Begin ENTRIES SHOWN

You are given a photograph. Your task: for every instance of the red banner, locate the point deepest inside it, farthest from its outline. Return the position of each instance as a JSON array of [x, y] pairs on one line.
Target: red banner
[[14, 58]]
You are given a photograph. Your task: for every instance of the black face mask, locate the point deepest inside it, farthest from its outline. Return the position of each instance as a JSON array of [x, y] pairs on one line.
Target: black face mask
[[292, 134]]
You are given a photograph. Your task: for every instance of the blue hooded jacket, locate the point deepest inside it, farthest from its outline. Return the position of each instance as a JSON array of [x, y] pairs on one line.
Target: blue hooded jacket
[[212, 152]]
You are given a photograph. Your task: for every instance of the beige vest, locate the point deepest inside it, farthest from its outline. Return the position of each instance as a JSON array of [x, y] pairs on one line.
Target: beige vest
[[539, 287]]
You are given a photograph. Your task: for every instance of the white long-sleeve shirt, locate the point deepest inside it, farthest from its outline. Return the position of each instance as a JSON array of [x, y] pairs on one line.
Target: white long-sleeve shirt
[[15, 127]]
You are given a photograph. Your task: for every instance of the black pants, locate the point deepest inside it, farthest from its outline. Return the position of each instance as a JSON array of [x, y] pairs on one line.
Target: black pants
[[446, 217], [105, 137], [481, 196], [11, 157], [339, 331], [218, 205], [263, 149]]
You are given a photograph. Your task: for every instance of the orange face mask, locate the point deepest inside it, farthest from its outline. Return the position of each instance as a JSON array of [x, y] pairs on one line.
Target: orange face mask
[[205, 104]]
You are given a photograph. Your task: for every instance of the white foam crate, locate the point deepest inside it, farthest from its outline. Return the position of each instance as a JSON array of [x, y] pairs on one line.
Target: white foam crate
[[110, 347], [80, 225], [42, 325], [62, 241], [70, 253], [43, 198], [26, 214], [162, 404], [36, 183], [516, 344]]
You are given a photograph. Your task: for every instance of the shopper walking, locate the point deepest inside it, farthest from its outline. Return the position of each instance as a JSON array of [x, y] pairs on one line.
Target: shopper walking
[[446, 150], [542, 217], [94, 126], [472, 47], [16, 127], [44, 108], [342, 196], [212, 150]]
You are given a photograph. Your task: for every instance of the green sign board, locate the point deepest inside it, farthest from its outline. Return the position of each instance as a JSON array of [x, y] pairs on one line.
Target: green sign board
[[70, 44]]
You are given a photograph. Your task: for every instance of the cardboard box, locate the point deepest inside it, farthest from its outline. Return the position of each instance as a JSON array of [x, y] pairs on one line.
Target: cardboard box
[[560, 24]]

End ENTRIES SHOWN

Would you print the entries above word for word, from their first line through the line that contains "[[212, 152]]", with both ends included and nothing after it?

» **EXERCISE ANSWER**:
You are given a photograph. Your task: for every instance of the red banner, locate the point deepest inside it, farthest from its outline. Return the position of each instance as a JSON array of [x, y] pairs on one line.
Target: red banner
[[14, 58]]
You are given a photograph. Your task: for every instance of the black face mask, locate the point deepest inside it, farthest from its outline. Return the position of each instance as a JSON array of [x, y] pairs on one line.
Target: black face mask
[[292, 134]]
You are given a photograph. Your task: for every instance of the blue hooded jacket, locate the point deepest inside it, farthest from its outline. Return the position of each instance as a JSON array of [x, y] pairs on one line.
Target: blue hooded jacket
[[212, 152]]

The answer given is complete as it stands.